(Data listing)
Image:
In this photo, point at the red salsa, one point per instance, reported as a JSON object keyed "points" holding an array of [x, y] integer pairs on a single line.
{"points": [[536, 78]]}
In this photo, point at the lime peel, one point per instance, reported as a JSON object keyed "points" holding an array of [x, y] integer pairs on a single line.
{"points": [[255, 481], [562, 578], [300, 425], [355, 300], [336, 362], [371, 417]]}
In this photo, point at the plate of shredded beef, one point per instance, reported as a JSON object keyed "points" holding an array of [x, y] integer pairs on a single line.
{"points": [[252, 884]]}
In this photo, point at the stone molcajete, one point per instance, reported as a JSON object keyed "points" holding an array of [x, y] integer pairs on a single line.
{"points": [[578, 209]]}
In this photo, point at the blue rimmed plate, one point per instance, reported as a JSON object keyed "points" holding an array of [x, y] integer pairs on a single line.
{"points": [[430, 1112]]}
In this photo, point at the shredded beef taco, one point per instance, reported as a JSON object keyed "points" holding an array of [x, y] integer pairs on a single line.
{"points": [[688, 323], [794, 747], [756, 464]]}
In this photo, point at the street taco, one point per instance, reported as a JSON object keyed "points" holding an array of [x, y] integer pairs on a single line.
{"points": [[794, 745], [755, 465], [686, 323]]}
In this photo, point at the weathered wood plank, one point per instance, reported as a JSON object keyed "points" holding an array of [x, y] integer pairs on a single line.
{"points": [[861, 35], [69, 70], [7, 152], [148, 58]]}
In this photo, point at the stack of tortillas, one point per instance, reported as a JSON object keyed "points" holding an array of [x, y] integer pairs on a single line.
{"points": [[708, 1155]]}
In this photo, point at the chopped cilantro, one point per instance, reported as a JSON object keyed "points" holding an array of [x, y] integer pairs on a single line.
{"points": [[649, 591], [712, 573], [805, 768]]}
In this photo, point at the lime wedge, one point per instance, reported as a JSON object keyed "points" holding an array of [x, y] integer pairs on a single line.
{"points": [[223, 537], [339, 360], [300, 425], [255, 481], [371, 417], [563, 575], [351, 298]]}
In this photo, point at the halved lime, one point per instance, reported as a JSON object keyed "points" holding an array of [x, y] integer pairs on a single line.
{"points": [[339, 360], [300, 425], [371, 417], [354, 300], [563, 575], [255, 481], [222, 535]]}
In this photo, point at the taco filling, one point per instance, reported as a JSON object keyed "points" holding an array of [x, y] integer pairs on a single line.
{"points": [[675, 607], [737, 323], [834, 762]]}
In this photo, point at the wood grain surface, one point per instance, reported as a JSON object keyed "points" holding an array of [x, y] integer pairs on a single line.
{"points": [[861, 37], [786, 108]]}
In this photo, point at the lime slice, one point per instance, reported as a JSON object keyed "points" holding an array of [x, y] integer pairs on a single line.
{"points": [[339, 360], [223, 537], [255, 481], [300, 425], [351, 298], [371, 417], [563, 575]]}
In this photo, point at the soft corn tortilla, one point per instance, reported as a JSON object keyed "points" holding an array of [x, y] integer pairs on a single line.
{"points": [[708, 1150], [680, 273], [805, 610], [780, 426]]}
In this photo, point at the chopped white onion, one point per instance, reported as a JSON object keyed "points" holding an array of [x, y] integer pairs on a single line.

- TASK REQUIREMENTS: Reproduce the records above exactly.

- OUTPUT FOR THIS EXERCISE:
Image:
In this photo, point at the red salsa, one point per instance, reported as a JSON object keyed "points" holding an array of [x, y] integer pairs on a single line.
{"points": [[536, 78]]}
In this photo, point at the lime peel, one point per instance, reported as a JSON object keyed "points" holding an array of [x, y] integer pairs on a single line.
{"points": [[255, 481], [562, 578], [300, 425], [355, 300], [336, 362], [371, 417]]}
In this photo, point at the plate of shredded beef, one point per instance, reported as a JSON object keyed "points" holding an array of [x, y] integer pairs on a single line.
{"points": [[252, 884]]}
In this photo, point at the stone molcajete, one point per instance, reported as a JSON object keyed "points" holding an array of [x, y] integer pairs on a single line.
{"points": [[578, 209]]}
In this photo, point at the blue rimmed plate, one point per instance, reported as a JSON object keyed "points" holding an array of [x, y] integer pairs on a single line.
{"points": [[430, 1112]]}
In this photo, point at the shredded beef taco, one point per instance, reported as a JSON object keyed "points" holding an array of [x, y] integer pairs on a single line.
{"points": [[688, 323], [794, 747], [756, 464]]}
In this photo, point at the street taco, one point per instance, reported as a JSON object keyed "points" holding an array of [x, y] integer pairs on a single line.
{"points": [[794, 745], [755, 465], [686, 323]]}
In this photo, point at the weathered wood plank, one point per instance, reported as a JSON object keyed "points" holding an array of [x, y] integer pairs on a single line.
{"points": [[861, 35], [69, 70], [7, 152], [148, 58]]}
In this photo, point at the stack of tortillas, one point per instance, reported as a JSON object keyed "points" holding an array of [x, y] integer pairs on a single line.
{"points": [[708, 1155]]}
In this photo, point at the chopped cilantro, one point per instance, reported as a JSON object keyed "points" holding an array of [x, y] integer pairs on a single line.
{"points": [[649, 591], [712, 573], [805, 768]]}
In this photo, point at the lime wedge, one point per instance, reported as a JSON object keyed "points" holding an array of [x, y] integer pairs on a single line.
{"points": [[223, 537], [339, 360], [300, 425], [255, 481], [371, 417], [563, 575], [351, 298]]}
In this photo, point at the halved lime, one point per instance, reported as a JSON object keyed "points" holding an array of [x, y] integer pairs on a single line.
{"points": [[339, 360], [300, 425], [371, 417], [354, 300], [563, 575], [255, 481], [222, 535]]}
In this photo, point at the taco filling, one point per instance, reported as a JSON object keyed "points" holding an array of [x, y] integer pairs on a single line.
{"points": [[675, 607], [737, 323], [834, 762]]}
In this photo, point at the wood grain surface, one point per instance, reported as a JSON object keyed "points" holding an array of [x, y] integer pairs on a single line.
{"points": [[861, 37], [786, 108]]}
In this photo, point at the lime slice, one point per instance, reported as a JSON object keyed "points" holding an array of [x, y] integer pairs on a single line.
{"points": [[339, 360], [223, 537], [255, 481], [300, 425], [351, 298], [371, 417], [563, 575]]}
In this photo, point at the soft corn tortilla, one point per instance, reported as a JSON object keyed "points" holding an array of [x, y] integer pairs on a single line.
{"points": [[708, 1150], [680, 273], [805, 610], [780, 426]]}
In this photo, point at the chopped white onion, one point per instance, reported as a JSON object keyed "points" holding an array of [x, y] integer pairs on a single line.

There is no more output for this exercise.